Task objective:
Set down unchanged the lines of the entries from the line containing "One pin per instance of the bare" through the line containing "<point>305,219</point>", including both of those lines.

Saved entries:

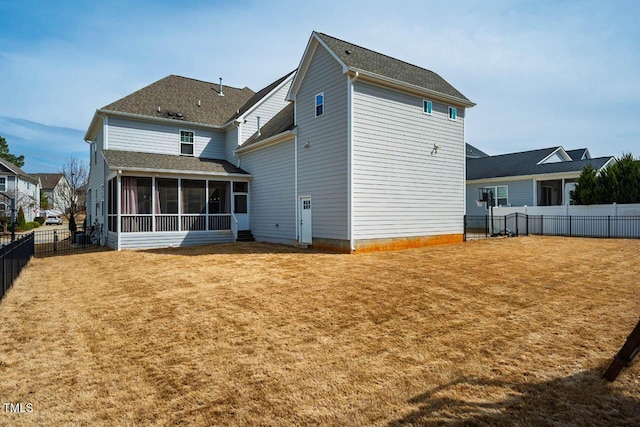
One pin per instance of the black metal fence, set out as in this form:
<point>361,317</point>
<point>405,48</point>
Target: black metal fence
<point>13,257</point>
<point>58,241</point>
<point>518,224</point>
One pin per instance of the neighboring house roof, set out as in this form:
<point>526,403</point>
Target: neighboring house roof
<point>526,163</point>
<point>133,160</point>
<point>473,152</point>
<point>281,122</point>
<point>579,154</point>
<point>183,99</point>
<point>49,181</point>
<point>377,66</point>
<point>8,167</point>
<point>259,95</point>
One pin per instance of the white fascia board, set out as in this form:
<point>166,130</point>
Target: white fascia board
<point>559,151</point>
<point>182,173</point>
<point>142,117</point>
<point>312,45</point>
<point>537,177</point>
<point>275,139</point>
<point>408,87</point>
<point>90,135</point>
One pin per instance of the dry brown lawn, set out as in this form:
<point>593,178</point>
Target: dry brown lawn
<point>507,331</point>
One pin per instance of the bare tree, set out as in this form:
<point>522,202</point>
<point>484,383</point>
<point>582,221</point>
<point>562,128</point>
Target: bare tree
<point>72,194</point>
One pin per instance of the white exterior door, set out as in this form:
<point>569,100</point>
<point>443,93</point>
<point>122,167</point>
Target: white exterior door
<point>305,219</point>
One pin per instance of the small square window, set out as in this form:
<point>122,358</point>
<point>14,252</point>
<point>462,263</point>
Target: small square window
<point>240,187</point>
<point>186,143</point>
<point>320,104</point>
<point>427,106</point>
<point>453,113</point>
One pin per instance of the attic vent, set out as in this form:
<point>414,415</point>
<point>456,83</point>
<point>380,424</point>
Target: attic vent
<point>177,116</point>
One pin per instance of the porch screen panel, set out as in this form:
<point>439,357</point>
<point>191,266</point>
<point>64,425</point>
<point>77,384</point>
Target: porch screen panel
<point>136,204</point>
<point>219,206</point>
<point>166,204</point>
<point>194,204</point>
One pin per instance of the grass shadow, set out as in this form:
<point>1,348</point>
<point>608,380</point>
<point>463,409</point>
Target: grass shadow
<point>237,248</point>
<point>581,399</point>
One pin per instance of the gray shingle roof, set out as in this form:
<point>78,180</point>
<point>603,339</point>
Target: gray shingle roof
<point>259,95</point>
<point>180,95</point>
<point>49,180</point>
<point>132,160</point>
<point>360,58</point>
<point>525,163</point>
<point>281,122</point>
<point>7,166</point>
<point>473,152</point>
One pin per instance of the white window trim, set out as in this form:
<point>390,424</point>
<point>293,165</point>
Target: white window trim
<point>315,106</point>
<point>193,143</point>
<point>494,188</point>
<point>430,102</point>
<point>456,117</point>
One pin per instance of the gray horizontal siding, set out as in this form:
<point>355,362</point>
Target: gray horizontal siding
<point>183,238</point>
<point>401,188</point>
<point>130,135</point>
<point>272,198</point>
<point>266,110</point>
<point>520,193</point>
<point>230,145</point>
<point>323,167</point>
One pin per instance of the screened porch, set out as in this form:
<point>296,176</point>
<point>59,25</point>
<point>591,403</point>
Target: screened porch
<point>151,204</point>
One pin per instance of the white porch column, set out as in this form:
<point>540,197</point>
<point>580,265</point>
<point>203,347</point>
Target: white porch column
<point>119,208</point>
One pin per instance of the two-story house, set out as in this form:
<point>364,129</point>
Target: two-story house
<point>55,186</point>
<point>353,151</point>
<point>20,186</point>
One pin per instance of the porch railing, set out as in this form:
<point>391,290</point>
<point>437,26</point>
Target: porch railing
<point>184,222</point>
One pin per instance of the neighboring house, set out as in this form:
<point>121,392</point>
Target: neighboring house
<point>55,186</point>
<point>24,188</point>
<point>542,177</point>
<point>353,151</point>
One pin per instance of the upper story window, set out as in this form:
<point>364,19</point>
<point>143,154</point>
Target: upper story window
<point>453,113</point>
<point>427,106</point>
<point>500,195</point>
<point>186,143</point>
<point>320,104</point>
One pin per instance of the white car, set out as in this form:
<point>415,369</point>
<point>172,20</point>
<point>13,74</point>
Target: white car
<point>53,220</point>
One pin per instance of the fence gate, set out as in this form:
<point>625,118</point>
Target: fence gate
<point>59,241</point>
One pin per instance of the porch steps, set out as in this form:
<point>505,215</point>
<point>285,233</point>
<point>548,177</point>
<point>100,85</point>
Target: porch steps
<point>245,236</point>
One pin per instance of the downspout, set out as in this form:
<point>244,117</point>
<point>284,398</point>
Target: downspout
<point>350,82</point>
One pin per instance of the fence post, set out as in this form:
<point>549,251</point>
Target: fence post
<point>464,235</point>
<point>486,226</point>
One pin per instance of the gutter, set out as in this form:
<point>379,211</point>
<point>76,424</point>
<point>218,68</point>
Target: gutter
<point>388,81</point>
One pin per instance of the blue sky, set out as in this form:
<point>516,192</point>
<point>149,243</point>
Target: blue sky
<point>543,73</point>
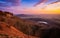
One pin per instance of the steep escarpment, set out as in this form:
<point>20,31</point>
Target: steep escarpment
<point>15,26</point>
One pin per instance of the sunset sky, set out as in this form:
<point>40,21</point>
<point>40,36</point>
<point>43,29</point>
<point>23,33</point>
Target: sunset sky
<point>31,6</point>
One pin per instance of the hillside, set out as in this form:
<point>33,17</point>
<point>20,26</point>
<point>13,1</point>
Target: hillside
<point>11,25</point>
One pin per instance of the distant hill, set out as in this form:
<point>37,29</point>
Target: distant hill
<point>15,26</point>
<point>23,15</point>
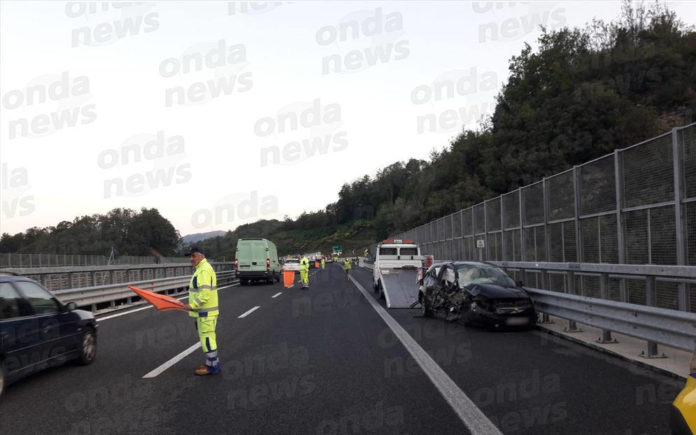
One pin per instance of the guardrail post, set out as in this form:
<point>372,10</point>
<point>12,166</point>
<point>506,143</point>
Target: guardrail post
==
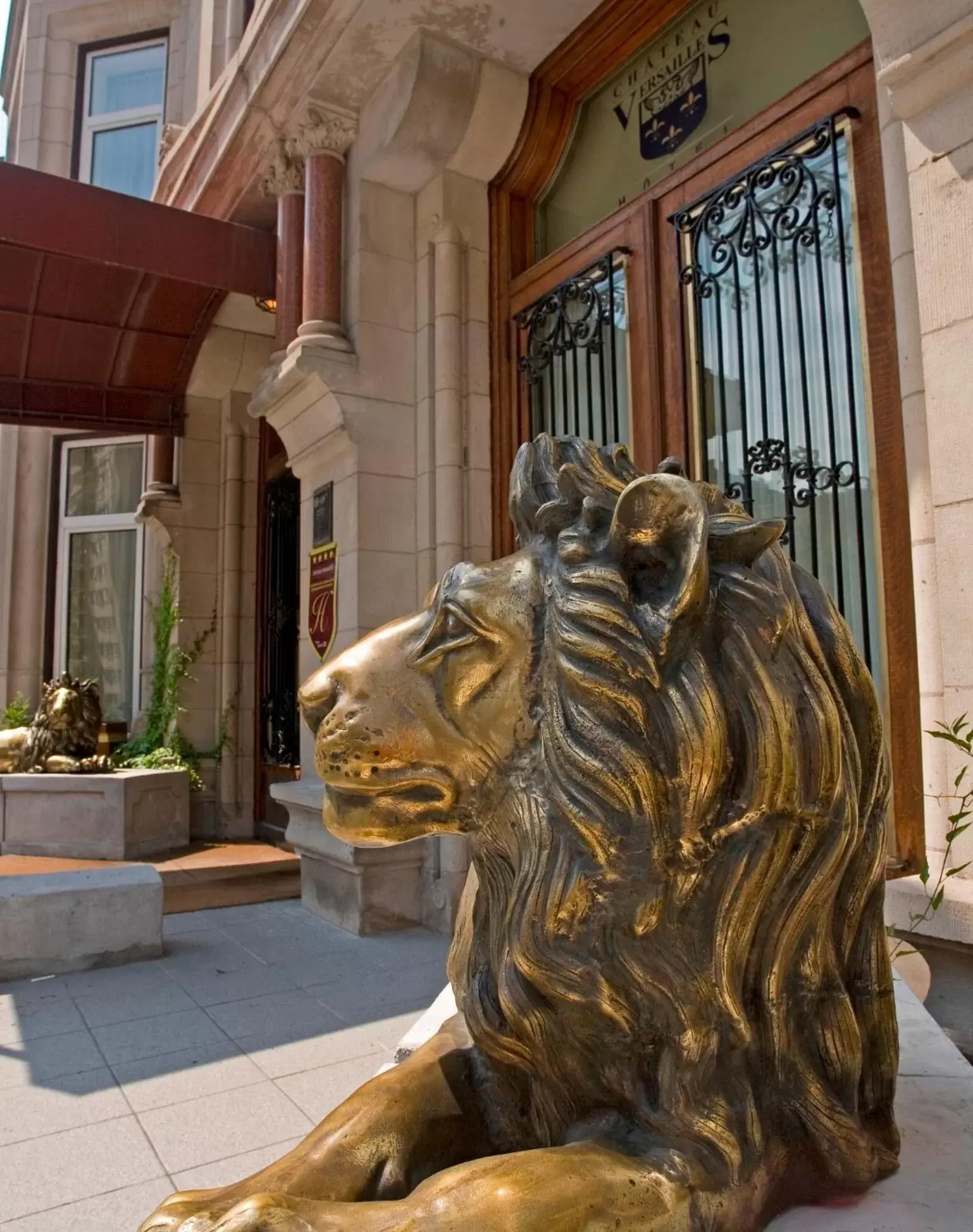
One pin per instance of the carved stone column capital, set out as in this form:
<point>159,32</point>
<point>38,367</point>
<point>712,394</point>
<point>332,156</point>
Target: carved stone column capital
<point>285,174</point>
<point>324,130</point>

Solved exercise:
One pin per instance of the bare tree, set out as in this form:
<point>522,202</point>
<point>484,383</point>
<point>582,221</point>
<point>562,128</point>
Target: bare tree
<point>72,194</point>
One pin per instance of the white exterior door, set out as in this form:
<point>569,100</point>
<point>443,93</point>
<point>122,167</point>
Target: white exterior door
<point>305,219</point>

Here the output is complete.